(Data records begins)

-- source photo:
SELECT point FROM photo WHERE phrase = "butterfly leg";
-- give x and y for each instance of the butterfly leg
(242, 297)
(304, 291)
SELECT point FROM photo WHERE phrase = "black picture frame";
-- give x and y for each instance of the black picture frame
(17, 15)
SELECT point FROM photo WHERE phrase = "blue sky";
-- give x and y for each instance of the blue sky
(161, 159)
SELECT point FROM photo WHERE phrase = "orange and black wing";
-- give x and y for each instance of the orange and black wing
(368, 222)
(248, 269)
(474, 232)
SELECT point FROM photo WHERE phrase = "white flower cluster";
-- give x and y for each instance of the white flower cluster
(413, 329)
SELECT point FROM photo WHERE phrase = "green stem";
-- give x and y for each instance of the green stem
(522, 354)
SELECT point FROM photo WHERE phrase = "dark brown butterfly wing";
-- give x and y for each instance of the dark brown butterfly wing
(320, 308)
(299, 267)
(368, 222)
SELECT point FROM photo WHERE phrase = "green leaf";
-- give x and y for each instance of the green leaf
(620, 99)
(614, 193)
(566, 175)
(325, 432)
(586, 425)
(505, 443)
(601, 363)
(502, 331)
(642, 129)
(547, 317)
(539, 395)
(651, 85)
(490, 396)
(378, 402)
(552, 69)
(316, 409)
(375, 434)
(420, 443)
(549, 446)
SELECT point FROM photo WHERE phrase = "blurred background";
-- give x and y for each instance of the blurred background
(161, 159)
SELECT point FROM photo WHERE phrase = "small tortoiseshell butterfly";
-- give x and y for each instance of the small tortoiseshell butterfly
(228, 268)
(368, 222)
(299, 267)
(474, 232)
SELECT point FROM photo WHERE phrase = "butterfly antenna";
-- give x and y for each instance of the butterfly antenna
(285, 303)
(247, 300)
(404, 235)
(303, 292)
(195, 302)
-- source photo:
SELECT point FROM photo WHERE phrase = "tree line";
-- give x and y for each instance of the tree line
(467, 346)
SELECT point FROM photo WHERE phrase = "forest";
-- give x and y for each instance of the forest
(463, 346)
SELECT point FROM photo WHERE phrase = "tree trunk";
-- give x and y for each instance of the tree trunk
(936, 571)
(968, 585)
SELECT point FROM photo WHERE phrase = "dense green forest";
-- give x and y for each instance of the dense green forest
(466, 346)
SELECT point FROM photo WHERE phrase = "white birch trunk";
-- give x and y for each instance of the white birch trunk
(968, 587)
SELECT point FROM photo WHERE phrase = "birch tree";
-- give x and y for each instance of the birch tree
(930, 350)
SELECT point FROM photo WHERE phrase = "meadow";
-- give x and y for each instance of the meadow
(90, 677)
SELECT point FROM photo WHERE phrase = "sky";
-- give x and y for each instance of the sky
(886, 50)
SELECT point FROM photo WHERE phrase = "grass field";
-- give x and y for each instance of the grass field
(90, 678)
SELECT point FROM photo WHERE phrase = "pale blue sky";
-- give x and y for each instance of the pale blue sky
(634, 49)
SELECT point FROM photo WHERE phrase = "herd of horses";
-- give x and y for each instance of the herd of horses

(Data records ends)

#### What you need to do:
Return each line in the records that holds the string "horses".

#### Problem solution:
SELECT point FROM photo WHERE phrase = "herd of horses";
-- give x and y for each instance of the herd of horses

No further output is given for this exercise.